**Aim of the exercise**
Restate the material word for word and leave out anything that is a picture.

____ Records provided

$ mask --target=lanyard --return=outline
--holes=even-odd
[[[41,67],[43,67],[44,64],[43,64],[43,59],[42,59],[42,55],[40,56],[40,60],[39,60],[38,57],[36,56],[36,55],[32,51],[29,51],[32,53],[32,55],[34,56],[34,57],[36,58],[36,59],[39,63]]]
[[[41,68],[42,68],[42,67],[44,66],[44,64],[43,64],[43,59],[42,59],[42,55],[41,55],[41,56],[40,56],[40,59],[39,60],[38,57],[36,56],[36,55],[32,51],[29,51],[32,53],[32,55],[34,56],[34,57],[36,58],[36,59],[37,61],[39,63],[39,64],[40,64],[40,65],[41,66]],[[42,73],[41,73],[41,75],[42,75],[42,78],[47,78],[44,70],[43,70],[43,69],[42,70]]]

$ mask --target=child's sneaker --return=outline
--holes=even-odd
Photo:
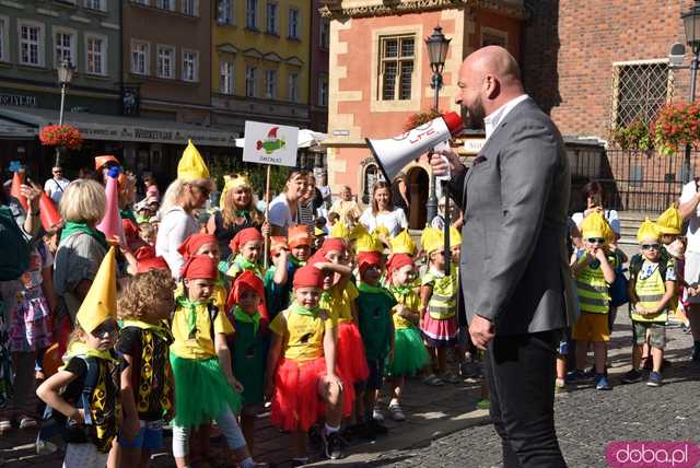
[[[663,377],[661,376],[661,374],[658,372],[650,372],[649,373],[649,381],[646,381],[646,385],[650,387],[661,387],[661,383],[663,381]]]
[[[631,370],[622,376],[622,384],[635,384],[642,381],[642,373],[635,368]]]
[[[611,390],[612,387],[608,382],[608,377],[605,374],[597,374],[595,376],[595,389],[596,390]]]

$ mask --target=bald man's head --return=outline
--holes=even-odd
[[[521,70],[503,47],[487,46],[470,54],[459,68],[456,102],[480,120],[510,100],[524,94]]]

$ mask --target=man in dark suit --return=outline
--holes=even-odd
[[[487,142],[469,169],[453,152],[431,164],[438,175],[450,167],[451,195],[464,209],[460,306],[486,350],[503,464],[564,467],[553,419],[555,360],[571,309],[564,144],[504,48],[471,54],[458,80],[456,102],[483,120]]]

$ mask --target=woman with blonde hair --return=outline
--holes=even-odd
[[[195,211],[205,206],[213,189],[209,168],[190,141],[177,164],[177,179],[163,196],[155,239],[155,255],[165,259],[176,280],[185,265],[178,248],[187,237],[199,231]]]
[[[253,186],[244,174],[224,176],[219,207],[220,211],[209,218],[207,232],[217,236],[221,258],[226,259],[231,256],[231,239],[247,227],[261,230],[265,218],[256,208],[257,199]]]
[[[94,180],[73,180],[61,198],[65,225],[56,250],[54,291],[59,315],[75,313],[107,253],[105,235],[95,227],[105,215],[105,189]]]

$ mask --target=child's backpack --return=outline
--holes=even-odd
[[[49,444],[57,445],[55,442],[58,442],[59,437],[63,442],[68,443],[71,438],[74,438],[77,432],[82,432],[83,434],[85,434],[85,428],[92,424],[90,414],[90,399],[92,397],[93,390],[95,389],[95,386],[97,385],[97,379],[100,378],[100,363],[96,362],[95,358],[89,358],[84,355],[78,355],[77,358],[85,361],[85,365],[88,366],[83,389],[80,394],[80,397],[78,398],[78,401],[75,401],[77,408],[85,410],[85,424],[81,428],[75,424],[74,421],[65,418],[62,414],[57,418],[54,409],[47,405],[46,409],[44,410],[44,416],[42,417],[42,426],[39,429],[39,433],[36,436],[37,453],[44,452],[47,446],[49,446]]]

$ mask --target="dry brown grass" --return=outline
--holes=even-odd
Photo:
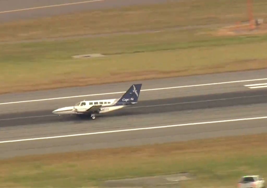
[[[246,3],[244,0],[187,0],[16,21],[0,25],[0,41],[231,23],[248,20]],[[267,18],[265,0],[254,2],[255,17]]]

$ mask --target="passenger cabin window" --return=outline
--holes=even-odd
[[[80,103],[81,103],[81,102],[78,102],[78,103],[77,103],[77,104],[76,104],[75,105],[75,106],[80,106]]]

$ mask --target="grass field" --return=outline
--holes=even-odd
[[[199,31],[0,45],[0,92],[267,67],[267,36],[211,38]],[[122,54],[71,57],[94,53]]]
[[[267,3],[259,0],[254,4],[255,17],[266,17]],[[146,29],[161,32],[2,43],[0,93],[266,68],[267,35],[214,34],[217,29],[213,24],[247,20],[246,5],[243,0],[188,0],[2,24],[0,41],[9,42]],[[210,27],[163,29],[205,24]],[[71,57],[95,53],[107,55]]]
[[[266,178],[266,142],[265,134],[2,160],[0,187],[86,187],[189,172],[197,178],[182,187],[236,187],[246,175]]]
[[[253,6],[255,18],[267,18],[265,0]],[[99,10],[2,24],[0,41],[231,23],[247,21],[247,11],[244,0],[187,0]]]

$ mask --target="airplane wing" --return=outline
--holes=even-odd
[[[85,112],[87,113],[95,113],[96,112],[98,112],[97,111],[99,110],[102,106],[102,105],[93,106],[90,108],[88,109]]]

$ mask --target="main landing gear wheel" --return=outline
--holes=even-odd
[[[94,120],[96,118],[96,117],[95,116],[94,114],[91,114],[91,118],[92,120]]]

________

**Exercise result**
$ mask --target=lanyard --return=outline
--holes=even-odd
[[[41,67],[43,67],[44,64],[43,64],[43,59],[42,59],[42,55],[40,56],[40,60],[39,60],[38,57],[36,56],[36,55],[32,51],[29,51],[32,53],[32,55],[34,56],[34,57],[36,58],[36,59],[39,63]]]
[[[41,68],[42,68],[42,67],[44,66],[44,64],[43,64],[43,59],[42,59],[42,55],[41,55],[41,56],[40,56],[40,59],[39,60],[38,57],[36,56],[36,55],[32,51],[29,51],[32,53],[32,55],[34,56],[34,57],[36,58],[36,59],[37,61],[39,63],[39,64],[40,64],[40,65],[41,66]],[[42,73],[41,73],[41,75],[42,75],[42,78],[47,78],[44,70],[43,70],[43,69],[42,70]]]

$ mask --target=child's sneaker --return=outline
--holes=even-odd
Photo:
[[[663,377],[661,376],[661,374],[658,372],[650,372],[649,373],[649,381],[646,381],[646,385],[650,387],[661,387],[661,383],[663,381]]]
[[[631,370],[622,376],[622,384],[635,384],[642,381],[642,373],[635,368]]]
[[[611,390],[612,387],[608,382],[608,377],[605,374],[597,374],[595,376],[595,389],[596,390]]]

$ mask --target=bald man's head --return=outline
--holes=even-odd
[[[521,70],[503,47],[487,46],[470,54],[459,68],[456,102],[480,120],[510,100],[524,94]]]

$ mask --target=man in dark suit --return=outline
--holes=even-odd
[[[487,142],[469,169],[453,152],[431,164],[438,175],[450,167],[451,195],[464,209],[460,306],[486,350],[503,464],[564,467],[553,419],[555,360],[571,309],[564,144],[504,48],[471,54],[458,80],[456,102],[483,120]]]

$ mask --target=woman with blonde hair --return=outline
--holes=even-odd
[[[195,211],[205,206],[213,189],[209,168],[190,141],[177,164],[177,179],[163,196],[155,239],[155,255],[165,259],[176,280],[185,265],[178,248],[187,237],[199,231]]]
[[[253,186],[244,174],[224,176],[219,207],[220,211],[209,218],[207,232],[217,236],[221,258],[226,259],[231,256],[231,239],[247,227],[261,230],[265,218],[256,208],[257,199]]]
[[[94,180],[73,180],[61,198],[65,225],[56,250],[54,291],[59,315],[75,313],[107,253],[105,235],[95,227],[105,215],[105,189]]]

$ mask --target=child's backpack --return=outline
--holes=even-odd
[[[49,444],[57,445],[55,442],[58,442],[59,437],[63,442],[68,443],[71,438],[74,438],[77,432],[82,432],[83,434],[85,434],[85,428],[92,424],[90,414],[90,399],[92,397],[93,390],[95,389],[95,386],[97,385],[97,379],[100,378],[100,363],[96,362],[95,358],[89,358],[84,355],[78,355],[77,358],[85,361],[85,365],[88,366],[83,389],[80,394],[80,397],[78,398],[78,401],[75,401],[77,408],[85,410],[85,424],[81,428],[75,424],[74,421],[65,418],[62,414],[57,418],[54,409],[47,405],[46,409],[44,410],[44,416],[42,417],[42,426],[39,429],[39,433],[36,436],[37,453],[44,452],[47,446],[49,446]]]

$ mask --target="dry brown grass" --return=outline
--holes=even-odd
Photo:
[[[246,3],[244,0],[187,0],[16,21],[0,25],[0,41],[231,23],[248,20]],[[267,18],[265,0],[254,2],[255,17]]]

$ mask --target="passenger cabin window" --return=outline
--holes=even-odd
[[[80,103],[81,103],[81,102],[78,102],[78,103],[77,103],[77,104],[76,104],[75,105],[75,106],[80,106]]]

$ mask --target="grass field" --return=outline
--holes=even-odd
[[[199,31],[0,45],[0,92],[267,67],[267,36],[211,38]],[[122,54],[71,57],[94,53]]]
[[[267,3],[259,0],[254,4],[255,17],[266,17]],[[146,29],[161,32],[2,43],[0,93],[266,68],[267,35],[214,34],[217,29],[213,24],[247,20],[246,5],[243,0],[188,0],[2,24],[0,41],[9,42]],[[210,27],[163,29],[205,24]],[[71,57],[95,53],[107,55]]]
[[[266,178],[266,142],[265,134],[2,160],[0,187],[86,187],[189,172],[197,178],[182,187],[236,187],[246,175]]]
[[[253,6],[255,18],[267,18],[265,0]],[[99,10],[2,24],[0,41],[231,23],[247,21],[247,11],[244,0],[187,0]]]

$ mask --target="airplane wing" --return=outline
--holes=even-odd
[[[85,112],[87,113],[95,113],[96,112],[98,112],[97,111],[99,110],[102,106],[102,105],[93,106],[90,108],[88,109]]]

$ mask --target="main landing gear wheel" --return=outline
--holes=even-odd
[[[94,120],[96,118],[96,117],[95,116],[94,114],[91,114],[91,118],[92,120]]]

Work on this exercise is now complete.